EXCERPT START
Sumatra Conservation

In February of 2017, I traveled to Sumatra, Indonesia with a team of dedicated photographers to document conservation efforts. Since the 1980s, the vast majority of primary rainforest in Sumatra has been eliminated for agriculture and palm oil production. This fragile habitat is considered to be one of the most biologically diverse on the planet and is the only place where tigers, elephants, rhinos, and apes can be found in the same place. If nothing is done, it is expected that by 2030, all primary forest on Sumatra will disappear and the critically endangered Sumatran Orangutan will forever become extinct. 

While in Sumatra, we partnered with National Geographic Explorer Panut Hadisiswoyo, his organization the Orangutan Information Center, and a new effort, the Sumatra Wildlife Sanctuary. While the situation in Sumatra is desperate, it was inspiring to work with individuals who are devoting their lives towards making a difference. 

The Sumatra Wildlife Sanctuary is currently purchasing land in a remote part of north Sumatra that will be protected and act as a stronghold for endangered species and rehabilitated animals that have been rescued. Palm oil companies are also trying to purchase this land, and time is tight. A fundraiser is currently being launched to to help purchase additional forest before it is destroyed by agricultural corporations.
EXCERPT END
DATASET SECTION START
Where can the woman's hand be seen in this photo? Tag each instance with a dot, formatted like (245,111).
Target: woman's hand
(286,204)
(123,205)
DATASET SECTION END
* [THINGS TO DO]:
- A) In the Sumatra conservation text, retype the passage from "Sumatra Conservation" up to and including "forever become extinct.".
- B) According to the Sumatra conservation text, by what year is all primary forest on Sumatra expected to disappear if nothing is done?

* [RESPONSES TO THE EXERCISE]:
- A)
Sumatra Conservation

In February of 2017, I traveled to Sumatra, Indonesia with a team of dedicated photographers to document conservation efforts. Since the 1980s, the vast majority of primary rainforest in Sumatra has been eliminated for agriculture and palm oil production. This fragile habitat is considered to be one of the most biologically diverse on the planet and is the only place where tigers, elephants, rhinos, and apes can be found in the same place. If nothing is done, it is expected that by 2030, all primary forest on Sumatra will disappear and the critically endangered Sumatran Orangutan will forever become extinct.

- B) By 2030.